TASK DESCRIPTION:
Each entry needs to be restated exactly as written.

ENTRIES SUPPLIED:
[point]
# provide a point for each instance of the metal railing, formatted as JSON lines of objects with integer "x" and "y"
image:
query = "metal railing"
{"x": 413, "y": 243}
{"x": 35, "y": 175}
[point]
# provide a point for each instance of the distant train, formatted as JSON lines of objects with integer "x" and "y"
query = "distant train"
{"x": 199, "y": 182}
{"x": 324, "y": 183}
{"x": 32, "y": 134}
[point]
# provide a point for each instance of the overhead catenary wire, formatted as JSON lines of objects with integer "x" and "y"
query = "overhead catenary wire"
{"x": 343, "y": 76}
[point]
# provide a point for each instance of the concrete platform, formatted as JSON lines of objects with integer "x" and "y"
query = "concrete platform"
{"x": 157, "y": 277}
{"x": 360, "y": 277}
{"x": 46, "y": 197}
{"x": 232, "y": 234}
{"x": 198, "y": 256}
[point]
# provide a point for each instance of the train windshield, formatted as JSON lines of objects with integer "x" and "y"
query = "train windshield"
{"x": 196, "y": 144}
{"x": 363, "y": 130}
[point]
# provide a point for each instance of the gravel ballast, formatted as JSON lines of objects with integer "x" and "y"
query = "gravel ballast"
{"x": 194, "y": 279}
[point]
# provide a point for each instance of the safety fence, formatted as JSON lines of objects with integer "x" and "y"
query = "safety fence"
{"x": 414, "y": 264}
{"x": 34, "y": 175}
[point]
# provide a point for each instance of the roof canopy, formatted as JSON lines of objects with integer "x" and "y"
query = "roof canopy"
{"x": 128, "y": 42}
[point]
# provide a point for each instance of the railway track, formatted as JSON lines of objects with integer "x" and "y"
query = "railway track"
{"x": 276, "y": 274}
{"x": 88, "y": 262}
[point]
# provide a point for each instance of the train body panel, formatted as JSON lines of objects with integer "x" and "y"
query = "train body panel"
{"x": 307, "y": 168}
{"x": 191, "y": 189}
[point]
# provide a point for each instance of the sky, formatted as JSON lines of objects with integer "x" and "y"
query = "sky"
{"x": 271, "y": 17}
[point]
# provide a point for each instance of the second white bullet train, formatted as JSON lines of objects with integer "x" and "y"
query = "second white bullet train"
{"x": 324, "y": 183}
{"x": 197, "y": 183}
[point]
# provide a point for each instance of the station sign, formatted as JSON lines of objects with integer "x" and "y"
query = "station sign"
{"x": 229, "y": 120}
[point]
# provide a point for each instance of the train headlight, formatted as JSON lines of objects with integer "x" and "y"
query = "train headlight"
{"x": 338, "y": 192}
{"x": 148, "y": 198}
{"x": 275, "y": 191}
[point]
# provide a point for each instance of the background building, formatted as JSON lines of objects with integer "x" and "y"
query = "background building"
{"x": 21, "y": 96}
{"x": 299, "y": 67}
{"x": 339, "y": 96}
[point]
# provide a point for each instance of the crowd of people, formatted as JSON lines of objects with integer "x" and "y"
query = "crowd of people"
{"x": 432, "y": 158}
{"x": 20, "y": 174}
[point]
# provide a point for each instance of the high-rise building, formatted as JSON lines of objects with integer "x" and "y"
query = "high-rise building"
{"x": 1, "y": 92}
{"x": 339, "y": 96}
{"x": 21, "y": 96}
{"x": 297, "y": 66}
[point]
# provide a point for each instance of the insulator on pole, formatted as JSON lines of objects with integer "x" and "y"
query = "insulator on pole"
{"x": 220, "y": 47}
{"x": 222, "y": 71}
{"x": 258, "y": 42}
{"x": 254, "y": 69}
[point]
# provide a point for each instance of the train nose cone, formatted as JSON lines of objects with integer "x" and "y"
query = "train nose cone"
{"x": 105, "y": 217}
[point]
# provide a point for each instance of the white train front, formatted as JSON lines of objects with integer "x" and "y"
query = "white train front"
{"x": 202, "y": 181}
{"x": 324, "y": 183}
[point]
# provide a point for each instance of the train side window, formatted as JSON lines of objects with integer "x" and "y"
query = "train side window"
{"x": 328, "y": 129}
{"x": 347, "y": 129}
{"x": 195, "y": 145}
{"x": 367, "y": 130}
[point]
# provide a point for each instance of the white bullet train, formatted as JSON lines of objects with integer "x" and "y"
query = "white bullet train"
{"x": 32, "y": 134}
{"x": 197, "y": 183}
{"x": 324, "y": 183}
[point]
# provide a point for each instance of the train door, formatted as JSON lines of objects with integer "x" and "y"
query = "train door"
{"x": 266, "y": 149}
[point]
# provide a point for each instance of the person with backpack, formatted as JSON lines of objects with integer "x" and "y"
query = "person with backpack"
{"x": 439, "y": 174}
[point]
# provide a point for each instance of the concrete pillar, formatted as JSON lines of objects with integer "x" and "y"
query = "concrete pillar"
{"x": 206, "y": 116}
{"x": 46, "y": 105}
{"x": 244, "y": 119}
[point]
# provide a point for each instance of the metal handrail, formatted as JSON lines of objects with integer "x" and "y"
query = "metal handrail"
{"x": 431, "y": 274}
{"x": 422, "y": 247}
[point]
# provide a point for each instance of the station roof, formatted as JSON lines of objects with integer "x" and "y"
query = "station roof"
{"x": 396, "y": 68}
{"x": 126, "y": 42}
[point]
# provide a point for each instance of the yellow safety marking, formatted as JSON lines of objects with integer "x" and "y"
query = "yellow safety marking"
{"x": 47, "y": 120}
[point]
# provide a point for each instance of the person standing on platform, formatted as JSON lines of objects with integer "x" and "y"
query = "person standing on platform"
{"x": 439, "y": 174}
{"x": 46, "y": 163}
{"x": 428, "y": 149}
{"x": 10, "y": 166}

THE ANSWER:
[point]
# provide a point for each instance of the metal railing, formatted as JSON lines of objects with integer "x" and "y"
image:
query = "metal railing"
{"x": 413, "y": 243}
{"x": 35, "y": 175}
[point]
# provide a point for each instance of the distant train, formatted as JSON lines of objects with integer "x" and "y"
query = "distant train"
{"x": 199, "y": 182}
{"x": 324, "y": 183}
{"x": 32, "y": 134}
[point]
# provide a point for each instance of the overhead catenary wire, formatted as JSON lines of objects with integer "x" and "y"
query = "overhead catenary wire"
{"x": 343, "y": 76}
[point]
# provide a point for each instance of the concrete platform, formatted as JSON lines of objects with integer "x" and "y"
query = "concrete platform"
{"x": 157, "y": 277}
{"x": 360, "y": 277}
{"x": 46, "y": 197}
{"x": 232, "y": 234}
{"x": 198, "y": 256}
[point]
# provide a point for each instance of the train windshield, formatted as JSON lines of objects with integer "x" and "y"
query = "train windshield"
{"x": 196, "y": 144}
{"x": 363, "y": 130}
[point]
# provide a point for each instance of the gravel ballast, formatted as JSON lines of objects with integer "x" and "y"
query = "gravel ballast"
{"x": 194, "y": 279}
[point]
# provide a point for each instance of the safety fence, formatted as JSON lines of objects with integer "x" and "y"
query = "safety fence"
{"x": 414, "y": 264}
{"x": 34, "y": 175}
[point]
# provide a point for each instance of the roof canopy, formatted as JSON lines of objects with integer "x" and "y"
query = "roof canopy"
{"x": 128, "y": 42}
[point]
# provide a point for each instance of the railway track, formatted as JSON lines of objects with integer "x" and "y"
query = "railway track"
{"x": 276, "y": 274}
{"x": 88, "y": 262}
[point]
# provide a point for each instance of the train body panel, formatted as JSON lines of objects with integer "x" and "y"
query = "train body panel"
{"x": 307, "y": 168}
{"x": 191, "y": 189}
[point]
# provide a point for each instance of the sky, formatted as JSON lines of objects with integer "x" and "y"
query = "sky"
{"x": 271, "y": 17}
[point]
# provide a point for each instance of the second white bullet train, formatted as JSON lines of objects with integer "x" and "y"
query = "second white bullet train"
{"x": 324, "y": 183}
{"x": 197, "y": 183}
[point]
# provide a point for each instance of the station sign, formatted as JSON lines of objects with integer "x" and "y"
query = "station sign"
{"x": 229, "y": 120}
[point]
# provide a point for each instance of the train headlight, formatted as JSON lines of objects with integer "x" and "y"
query = "train headlight"
{"x": 338, "y": 192}
{"x": 148, "y": 198}
{"x": 275, "y": 191}
[point]
# provide a point for each instance of the background building, formatted as JSON lines of objects with integer "x" and "y"
query = "background building"
{"x": 21, "y": 96}
{"x": 299, "y": 67}
{"x": 339, "y": 96}
[point]
# provide a point for each instance of the crowd of people, formatted as JSON lines of objects with integer "x" and "y"
query = "crowd of people"
{"x": 432, "y": 158}
{"x": 20, "y": 174}
[point]
# provide a point for each instance of the high-rise building, formatted as JSON lines of objects with integer "x" and "y"
query = "high-rise building"
{"x": 1, "y": 92}
{"x": 339, "y": 96}
{"x": 21, "y": 96}
{"x": 297, "y": 66}
[point]
# provide a point for each instance of the insulator on pole, formatted as JSON lines of objects with integer "x" and "y"
query = "insulator on pole"
{"x": 220, "y": 47}
{"x": 222, "y": 71}
{"x": 258, "y": 42}
{"x": 254, "y": 69}
[point]
# provide a point for each instance of the train nose cone, formatted as JSON lines of objects with integer "x" and "y"
query = "train nose cone"
{"x": 105, "y": 217}
[point]
# provide a point for each instance of the white train front, formatted as JSON lines of objects with integer "x" and "y"
query = "white train front"
{"x": 202, "y": 181}
{"x": 324, "y": 183}
[point]
# provide a point for each instance of the train side window, formatted as JSON lines of objects with integer "x" and "y"
query = "train side window"
{"x": 328, "y": 129}
{"x": 347, "y": 129}
{"x": 195, "y": 145}
{"x": 367, "y": 130}
[point]
# provide a point for each instance of the white bullet train, formatted as JSON lines of objects with integer "x" and "y"
query = "white bullet train"
{"x": 32, "y": 134}
{"x": 197, "y": 183}
{"x": 324, "y": 183}
[point]
# provide a point for each instance of the train door, formatted as JSON lines of objects with integer "x" and "y"
query = "train door"
{"x": 266, "y": 149}
[point]
# provide a point for each instance of the person with backpack, formatted as JSON lines of objects with integer "x" and "y"
query = "person with backpack"
{"x": 439, "y": 174}
[point]
# provide a point for each instance of the concrete pillar, formatted as JSON lines of objects with integer "x" and "y"
query = "concrete pillar"
{"x": 206, "y": 116}
{"x": 46, "y": 105}
{"x": 244, "y": 119}
[point]
# provide a point for each instance of the metal handrail, formatted as JSON lines of objects with integer "x" and "y"
query = "metal handrail"
{"x": 431, "y": 274}
{"x": 422, "y": 247}
[point]
# provide a point for each instance of the station roof, formatted as JSON lines of objects with integer "x" and "y"
query = "station roof"
{"x": 396, "y": 68}
{"x": 126, "y": 42}
[point]
# provide a point for each instance of the yellow safety marking, formatted as JSON lines of objects with integer "x" and "y"
query = "yellow safety marking"
{"x": 47, "y": 120}
[point]
# provide a point for each instance of the person standing on platform, formatted as JSON lines of objects with integer "x" and "y"
query = "person standing on platform"
{"x": 439, "y": 174}
{"x": 46, "y": 163}
{"x": 428, "y": 149}
{"x": 10, "y": 166}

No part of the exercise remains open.